AIM
Extend the article on forex trading, starting right after its last sentence.

PASSAGE GIVEN
• • • •

Many investors have heard of forex trading, but some may know little about what it means or how it's done. Others may simply be interested in dabbling in trading currencies. In any case, they can benefit from receiving some direction on the matter. In the following article, we've answered five of the biggest questions about forex trading, including why you would consider it, the risks of doing so, and what it all means.
What Does Trading Forex Mean?
Trading forex means making transactions that involve currencies in the foreign exchange market. This could mean buying a certain currency pair, such as EUR/USD, based on the expectation the euro will appreciate relative to the U.S. dollar. Alternatively, an investor could sell the same pair, based on the belief the common currency will depreciate against the U.S. dollar.
In addition to making basic purchase and sale transactions, traders have many ways to take positions on currency pairs, including spot contracts, forwards, derivatives and contracts for difference.
Why Should I Trade Forex?
There are several reasons investors might opt to trade currencies instead of making use of other opportunities.
Accessibility: Forex trading takes place on many different exchanges across the world, and as a result, investors can make currency trades 24 hours a day during weekdays. The forex market is also the largest capital market in the world, involving more than US$5 trillion in notional value worth of transactions per day.

• • • •

INFORMATION SHOWN
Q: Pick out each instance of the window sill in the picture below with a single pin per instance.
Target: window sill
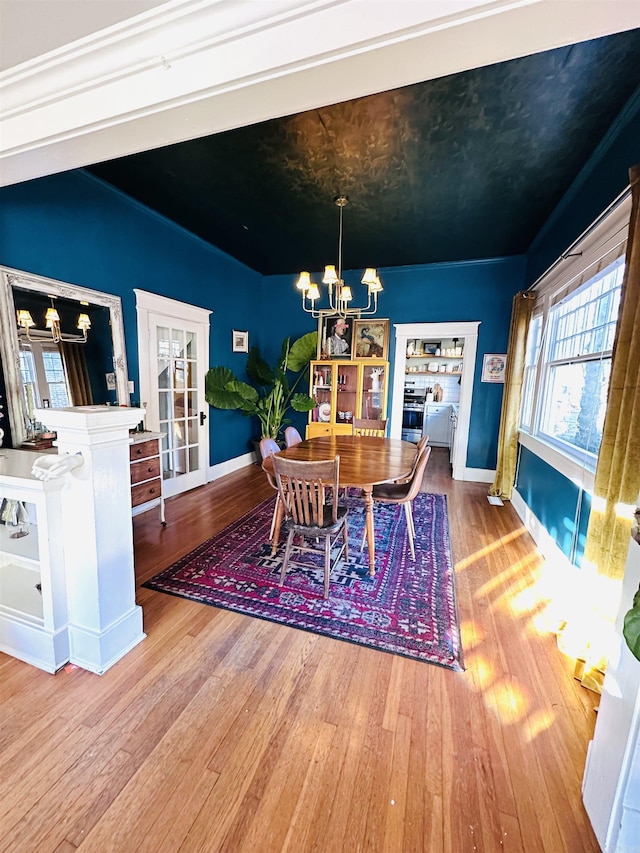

• • • •

RESULT
Liquidity: Because there is so much activity, the global forex markets provide substantial liquidity to traders. While certain assets may be more difficult to buy and sell, traders interested in currencies will likely find substantial opportunities. Liquidity risk can occur around major news events if liquidity providers seek to limit their exposure to market volatility.
Leverage: Investors can potentially access far more leverage when trading currencies than they can when trading other assets. However, it is important to keep in mind that risk is inherent to investment. While using leverage to make larger trades can amplify returns, it can also amplify the size of losses.
Global Exposure: Forex trading provides investors with an opportunity to obtain exposure to economies across the world. By taking a more international approach, traders might diversify more successfully or potentially achieve higher returns by putting their money to work in areas that have greater potential. Once again, risk is inherent to investment, so no returns are guaranteed and investors must conduct their due diligence on regions.
Low Trading Expenses: Because there are so many buyers and sellers, spreads are low and trading costs are modest.
How Risky Is Forex Trading?
Like any form of investment, forex trading involves risk. The currency markets can experience sharp fluctuations, just like the stock, bond or commodity markets. Therefore, investors interested in forex trading are encouraged to conduct their due diligence and/or consult an independent financial advisor before making any transactions.
In terms of specific risks, the forex market can present investors with less liquidity risk because of this particular market's highly liquid nature. In other words, there is less risk that an investor will find himself unable to buy or sell a currency pair because he doesn't have another market participant to take part in a transaction. Liquidity risk can increase around major news events.
It is also worth noting that there are some unscrupulous brokers out there. As a result, investors can benefit from performing substantial due diligence on any company they might work with. For starters, they should ensure the broker is registered with regulators such as National Futures Association in the US, the Financial Conduct Authority in the UK and/or the Australian Securities and Investments Commission in Australia. Additionally, investors might want to research the financial institution's reputation and find out how long it has been in business.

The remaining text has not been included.